PROBLEM – For this exercise, repeat all of the material verbatim apart from its images.

ENTRIES SUPPLIED –
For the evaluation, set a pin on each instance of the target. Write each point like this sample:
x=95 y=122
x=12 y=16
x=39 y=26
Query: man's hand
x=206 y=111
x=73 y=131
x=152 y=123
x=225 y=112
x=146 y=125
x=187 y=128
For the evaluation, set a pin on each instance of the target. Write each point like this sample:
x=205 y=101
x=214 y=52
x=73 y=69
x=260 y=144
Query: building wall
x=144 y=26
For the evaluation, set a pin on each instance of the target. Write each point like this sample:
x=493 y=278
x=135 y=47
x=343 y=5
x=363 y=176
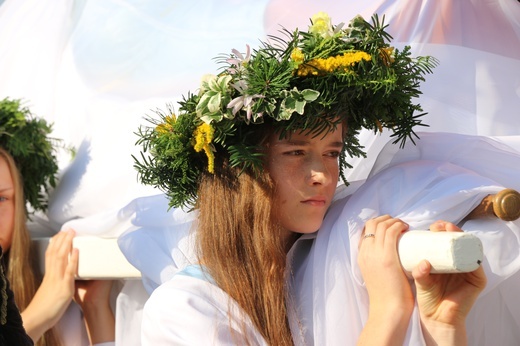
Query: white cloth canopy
x=95 y=68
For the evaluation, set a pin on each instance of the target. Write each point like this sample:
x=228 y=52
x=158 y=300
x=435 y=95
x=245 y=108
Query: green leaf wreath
x=303 y=80
x=26 y=139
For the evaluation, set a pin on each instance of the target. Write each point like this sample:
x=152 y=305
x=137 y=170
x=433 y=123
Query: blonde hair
x=241 y=246
x=22 y=271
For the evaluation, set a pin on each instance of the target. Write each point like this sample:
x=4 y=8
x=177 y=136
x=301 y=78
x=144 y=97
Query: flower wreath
x=26 y=139
x=327 y=73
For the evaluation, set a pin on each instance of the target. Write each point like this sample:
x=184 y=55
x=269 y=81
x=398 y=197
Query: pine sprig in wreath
x=303 y=80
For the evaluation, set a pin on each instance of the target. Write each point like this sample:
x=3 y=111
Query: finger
x=369 y=231
x=72 y=265
x=421 y=275
x=389 y=230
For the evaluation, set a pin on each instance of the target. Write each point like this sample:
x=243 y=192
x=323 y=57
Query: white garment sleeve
x=191 y=311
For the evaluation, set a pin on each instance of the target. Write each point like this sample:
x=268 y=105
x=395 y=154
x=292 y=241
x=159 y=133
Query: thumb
x=421 y=275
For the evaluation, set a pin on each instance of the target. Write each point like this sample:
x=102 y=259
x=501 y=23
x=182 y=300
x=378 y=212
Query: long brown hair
x=22 y=271
x=241 y=246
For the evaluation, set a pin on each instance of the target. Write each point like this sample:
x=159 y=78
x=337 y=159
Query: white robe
x=440 y=178
x=95 y=68
x=190 y=309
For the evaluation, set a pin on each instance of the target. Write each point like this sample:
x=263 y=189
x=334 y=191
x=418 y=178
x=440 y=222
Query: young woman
x=258 y=152
x=42 y=301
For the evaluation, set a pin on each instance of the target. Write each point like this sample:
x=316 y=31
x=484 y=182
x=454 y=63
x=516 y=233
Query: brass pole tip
x=506 y=205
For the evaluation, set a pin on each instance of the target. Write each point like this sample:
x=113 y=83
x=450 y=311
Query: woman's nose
x=319 y=174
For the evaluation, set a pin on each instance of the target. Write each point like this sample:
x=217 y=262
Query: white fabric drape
x=95 y=68
x=444 y=177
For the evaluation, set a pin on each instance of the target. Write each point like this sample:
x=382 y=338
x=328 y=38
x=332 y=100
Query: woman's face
x=6 y=205
x=305 y=171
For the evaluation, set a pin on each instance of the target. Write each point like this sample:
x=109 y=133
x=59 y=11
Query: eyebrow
x=337 y=144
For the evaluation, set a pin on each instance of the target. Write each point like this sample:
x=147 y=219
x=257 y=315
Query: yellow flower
x=167 y=125
x=340 y=63
x=387 y=55
x=321 y=25
x=297 y=55
x=203 y=137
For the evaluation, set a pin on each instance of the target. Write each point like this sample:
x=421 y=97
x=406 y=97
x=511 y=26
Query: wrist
x=442 y=334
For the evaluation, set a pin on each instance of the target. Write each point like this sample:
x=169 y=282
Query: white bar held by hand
x=448 y=252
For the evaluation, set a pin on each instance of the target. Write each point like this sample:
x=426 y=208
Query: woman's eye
x=334 y=154
x=295 y=152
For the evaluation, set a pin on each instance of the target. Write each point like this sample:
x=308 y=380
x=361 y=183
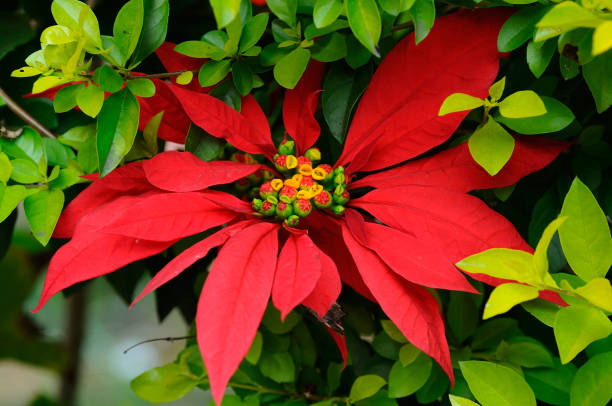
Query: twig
x=25 y=116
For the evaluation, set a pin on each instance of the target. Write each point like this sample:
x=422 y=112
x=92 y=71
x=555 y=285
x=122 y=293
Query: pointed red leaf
x=297 y=272
x=184 y=172
x=125 y=180
x=190 y=256
x=234 y=299
x=459 y=224
x=327 y=289
x=222 y=121
x=397 y=117
x=414 y=260
x=300 y=105
x=92 y=253
x=169 y=216
x=455 y=168
x=413 y=310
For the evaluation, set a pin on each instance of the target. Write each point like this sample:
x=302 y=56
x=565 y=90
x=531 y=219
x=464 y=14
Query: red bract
x=426 y=219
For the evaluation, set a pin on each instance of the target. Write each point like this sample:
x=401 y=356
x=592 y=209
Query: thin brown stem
x=25 y=116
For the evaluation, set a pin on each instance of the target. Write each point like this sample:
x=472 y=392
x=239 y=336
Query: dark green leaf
x=117 y=126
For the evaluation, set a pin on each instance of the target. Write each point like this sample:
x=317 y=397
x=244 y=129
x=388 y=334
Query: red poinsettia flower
x=390 y=244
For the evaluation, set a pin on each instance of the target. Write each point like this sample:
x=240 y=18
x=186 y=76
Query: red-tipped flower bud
x=302 y=207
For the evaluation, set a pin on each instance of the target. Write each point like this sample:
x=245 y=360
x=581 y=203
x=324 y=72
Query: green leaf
x=592 y=385
x=128 y=26
x=496 y=385
x=42 y=211
x=25 y=171
x=200 y=49
x=598 y=291
x=77 y=16
x=585 y=235
x=506 y=296
x=108 y=79
x=253 y=30
x=242 y=77
x=141 y=87
x=557 y=117
x=459 y=401
x=284 y=9
x=277 y=366
x=90 y=99
x=5 y=168
x=364 y=20
x=117 y=126
x=597 y=75
x=524 y=103
x=540 y=256
x=163 y=384
x=366 y=386
x=459 y=102
x=154 y=29
x=497 y=89
x=491 y=146
x=406 y=380
x=212 y=72
x=225 y=11
x=290 y=68
x=503 y=263
x=255 y=350
x=576 y=327
x=326 y=12
x=423 y=14
x=519 y=28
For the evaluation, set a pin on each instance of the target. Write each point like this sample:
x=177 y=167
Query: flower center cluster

SOLUTION FOR THIS EXERCISE –
For the evaluation, set a pin on each instance of the target. Write each point like this sample:
x=95 y=122
x=12 y=16
x=39 y=26
Query: man's hand
x=206 y=111
x=73 y=131
x=152 y=123
x=225 y=112
x=146 y=125
x=187 y=128
For the evaluation, set a pin on each instance of the target. Write each point like this sample:
x=205 y=101
x=214 y=52
x=73 y=69
x=260 y=144
Query: building wall
x=144 y=26
For the evaluation, set a pin on each instance of the target. Write each point like this sample:
x=493 y=278
x=135 y=47
x=343 y=5
x=363 y=176
Query: white cloth canopy
x=95 y=68
For the evaluation, set a pin on each instance of the target. Write each point like this sample:
x=228 y=52
x=158 y=300
x=435 y=95
x=245 y=108
Query: green leaf wreath
x=303 y=80
x=26 y=139
For the evaluation, set a pin on each instance of the target. Write each point like this sample:
x=152 y=305
x=137 y=170
x=433 y=123
Query: blonde hair
x=241 y=246
x=22 y=271
For the evaluation, set a pin on each instance of the target. Write each point like this sample:
x=4 y=8
x=177 y=136
x=301 y=78
x=144 y=97
Query: flower wreath
x=26 y=139
x=327 y=73
For the evaluation, set a pin on each instance of the target. Write each point like this sample:
x=184 y=55
x=269 y=81
x=398 y=197
Query: pine sprig in wreath
x=303 y=80
For the evaluation, set a pin on each instance of the target. Write each point like this sample:
x=3 y=111
Query: finger
x=369 y=231
x=72 y=265
x=421 y=275
x=389 y=230
For the evaluation, set a pin on each instance of the target. Write each point like this sample:
x=243 y=192
x=323 y=57
Query: white garment sleeve
x=191 y=311
For the evaluation, set a pin on each instance of the target. Write each point like this sample:
x=268 y=105
x=395 y=154
x=292 y=241
x=159 y=133
Query: thumb
x=421 y=275
For the evaluation, set a pin on each instance of the target. Write each point like this sample:
x=102 y=259
x=501 y=23
x=182 y=300
x=378 y=212
Query: long brown hair
x=22 y=271
x=241 y=246
For the evaluation, set a pin on each instance of the target. Write each point like this sample:
x=159 y=78
x=337 y=159
Query: white robe
x=440 y=178
x=95 y=68
x=190 y=309
For the evaluation, set a pin on each instance of the target. Write each point like this sample:
x=263 y=189
x=334 y=191
x=418 y=178
x=440 y=222
Query: young woman
x=258 y=152
x=42 y=301
For the evaluation, set a pin on each instance of the target. Write each point like this sample:
x=316 y=31
x=484 y=182
x=454 y=63
x=516 y=233
Query: brass pole tip
x=506 y=205
For the evaluation, set a pin on each instance of the target. Write each point like this sample:
x=113 y=83
x=450 y=311
Query: woman's nose
x=319 y=174
For the evaluation, set a pin on each instance of the target. Write each point like this sample:
x=217 y=262
Query: white fabric drape
x=95 y=68
x=444 y=177
For the evaluation, set a pin on each instance of the target. Write each point like this sample:
x=382 y=338
x=328 y=38
x=332 y=100
Query: woman's face
x=6 y=205
x=305 y=171
For the evaluation, set a pin on each instance of the target. Write each point like this sample:
x=109 y=133
x=59 y=11
Query: eyebrow
x=337 y=144
For the evaluation, set a pin on each instance of the target. Write each point like this sample:
x=147 y=219
x=257 y=315
Query: yellow flower
x=167 y=125
x=340 y=63
x=387 y=55
x=321 y=25
x=297 y=55
x=203 y=137
For the evaluation, set a pin on each instance of the target. Write each point like this sample:
x=421 y=97
x=406 y=97
x=511 y=26
Query: wrist
x=442 y=334
For the evaluation, set a pin on each instance of the target. Write each point like this sample:
x=169 y=282
Query: white bar held by hand
x=448 y=252
For the evaluation, set a pin on each instance of the target. Write each point like this sample:
x=426 y=208
Query: woman's eye
x=334 y=154
x=295 y=152
For the evaluation, set a pin on each instance of the target. Write each point like this sample:
x=308 y=380
x=361 y=183
Query: twig
x=25 y=116
For the evaluation, set a pin on each instance of the target. Write each point like this sample:
x=422 y=112
x=92 y=71
x=555 y=285
x=122 y=293
Query: pointed red leaf
x=297 y=272
x=184 y=172
x=125 y=180
x=190 y=256
x=234 y=299
x=459 y=224
x=327 y=289
x=222 y=121
x=397 y=117
x=414 y=260
x=300 y=105
x=92 y=253
x=169 y=216
x=455 y=168
x=413 y=310
For the evaluation, set a pin on each instance of the target. Write each point like this sample:
x=302 y=56
x=565 y=90
x=531 y=219
x=464 y=14
Query: red bract
x=426 y=219
For the evaluation, set a pin on each instance of the target. Write each point like this sample:
x=401 y=356
x=592 y=209
Query: thin brown stem
x=25 y=116
For the evaluation, set a pin on each instance of the target. Write each point like this sample:
x=472 y=392
x=239 y=336
Query: dark green leaf
x=117 y=126
For the evaluation, set a pin on each instance of the target. Write each point like this sample:
x=317 y=397
x=244 y=129
x=388 y=334
Query: red poinsettia flower
x=390 y=244
For the evaluation, set a pin on each instance of the target. Write each point like this sample:
x=240 y=18
x=186 y=76
Query: red-tipped flower bud
x=302 y=207
For the evaluation, set a pin on each instance of the target. Write each point like this sample:
x=245 y=360
x=581 y=203
x=324 y=72
Query: green leaf
x=592 y=385
x=128 y=26
x=496 y=385
x=42 y=211
x=25 y=171
x=200 y=49
x=598 y=291
x=77 y=16
x=585 y=235
x=506 y=296
x=108 y=79
x=253 y=30
x=242 y=77
x=141 y=87
x=557 y=117
x=459 y=401
x=284 y=9
x=277 y=366
x=90 y=99
x=5 y=168
x=364 y=20
x=117 y=126
x=597 y=75
x=524 y=103
x=540 y=256
x=163 y=384
x=366 y=386
x=459 y=102
x=154 y=29
x=497 y=89
x=491 y=146
x=406 y=380
x=212 y=72
x=225 y=11
x=290 y=68
x=503 y=263
x=255 y=350
x=576 y=327
x=326 y=12
x=423 y=14
x=519 y=28
For the evaluation, set a pin on each instance of the target. Write each point like this sample:
x=177 y=167
Query: flower center cluster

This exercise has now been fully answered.